Hâlbuki personel zaten sana bir armağan vermiş. Senin zayıf yönlerini geliştirmen için sana göstermiş. Anketlerin amacı budur. Bunu göremeyen ve algılayamayan kötü yöneticilerin bir de kriz dönemlerinde personele nasıl davrandığını hayal etmenizi isterim. Güç iyice ona geçmiştir. İşsizlik vardır ve biat beklemektedir.
Ekonomide ve piyasalarda zor bir dönemden geçtiğimiz bu günlerde işte yukarıda bahsettiğim yönetici tipi veya işveren “işin var daha başka ne bekliyorsun” diyerek çalışanına mobbingi artırırken; çalışan da “aman işsiz kalmayayım bu dönemde” diye düşünürken karşılıklı birçok yanlış tutum ve davranışın yaşandığı bir iletişimin içerisinde olabiliriz. Çalışanın ilk fırsatta işten ayrılmayı hayal ettiği, işverenin de bunu önemsemediği bir durum şirketlerin verimliliğini ve müşteri memnuniyetini olumsuz etkilemektedir. Bu dönemde hem personelin, hem de müşterinin önemli olduğu daha çok dikkate alınmalıdır. Şirket içi eğitimler, prosedürlerin verimliliği, müşterilerin daha sık ziyareti ve dijitalleşme ile personele ve müşteriye değer yaratma daha ön planda tutulmalıdır.
‘’Eğitimli, tecrübeli ve şirkete bağlı personel krizden çıkışta şirketin en önemli güç kaynağıdır.’’
Personeli “işsiz kalırsın, işten çıkarmadığıma şükret “tavrıyla yönetmek yerine tam tersi onu motive edecek ve işinde daha istekli çalışacak hale getirmek için kriz dönemlerinde çaba göstermeliyiz. Birçok yönetici, personeli maaşını ve yasal haklarını aldığında onların mutlu ve motive olduğunu düşünür; tıpkı işveren gibi.

■ Görev ■
Kriz dönemlerinde personel yönetimini anlatan metinden "Ekonomide ve piyasalarda" ile başlayıp "ön planda tutulmalıdır." ile biten kısmı değiştirmeden kopyalayın. Yalnızca metne dayanın.

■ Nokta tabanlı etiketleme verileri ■
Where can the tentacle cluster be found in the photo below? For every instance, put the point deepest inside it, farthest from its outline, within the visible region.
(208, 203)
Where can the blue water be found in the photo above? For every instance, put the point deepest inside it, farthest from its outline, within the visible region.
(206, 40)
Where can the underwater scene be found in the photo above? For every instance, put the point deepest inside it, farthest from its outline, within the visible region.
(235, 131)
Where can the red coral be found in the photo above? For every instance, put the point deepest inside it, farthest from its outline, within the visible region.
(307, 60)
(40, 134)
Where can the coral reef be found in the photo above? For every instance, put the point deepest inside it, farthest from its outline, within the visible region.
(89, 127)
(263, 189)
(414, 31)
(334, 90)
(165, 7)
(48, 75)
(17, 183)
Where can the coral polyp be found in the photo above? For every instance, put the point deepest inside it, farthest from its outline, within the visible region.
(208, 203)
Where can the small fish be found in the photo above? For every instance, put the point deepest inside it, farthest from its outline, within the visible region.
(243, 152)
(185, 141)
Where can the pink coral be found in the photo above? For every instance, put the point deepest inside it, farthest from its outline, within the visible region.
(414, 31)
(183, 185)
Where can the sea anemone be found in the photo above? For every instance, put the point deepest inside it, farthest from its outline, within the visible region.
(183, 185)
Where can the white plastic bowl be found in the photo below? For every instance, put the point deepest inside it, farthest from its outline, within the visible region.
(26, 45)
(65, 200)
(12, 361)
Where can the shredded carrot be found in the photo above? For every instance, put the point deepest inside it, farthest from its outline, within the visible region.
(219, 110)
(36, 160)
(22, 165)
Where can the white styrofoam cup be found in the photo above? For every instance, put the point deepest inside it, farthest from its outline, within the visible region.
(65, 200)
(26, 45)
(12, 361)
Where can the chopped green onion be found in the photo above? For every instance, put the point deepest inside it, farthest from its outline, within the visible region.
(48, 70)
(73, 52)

■ Örnek Cevap ■
Ekonomide ve piyasalarda zor bir dönemden geçtiğimiz bu günlerde işte yukarıda bahsettiğim yönetici tipi veya işveren “işin var daha başka ne bekliyorsun” diyerek çalışanına mobbingi artırırken; çalışan da “aman işsiz kalmayayım bu dönemde” diye düşünürken karşılıklı birçok yanlış tutum ve davranışın yaşandığı bir iletişimin içerisinde olabiliriz. Çalışanın ilk fırsatta işten ayrılmayı hayal ettiği, işverenin de bunu önemsemediği bir durum şirketlerin verimliliğini ve müşteri memnuniyetini olumsuz etkilemektedir. Bu dönemde hem personelin, hem de müşterinin önemli olduğu daha çok dikkate alınmalıdır. Şirket içi eğitimler, prosedürlerin verimliliği, müşterilerin daha sık ziyareti ve dijitalleşme ile personele ve müşteriye değer yaratma daha ön planda tutulmalıdır.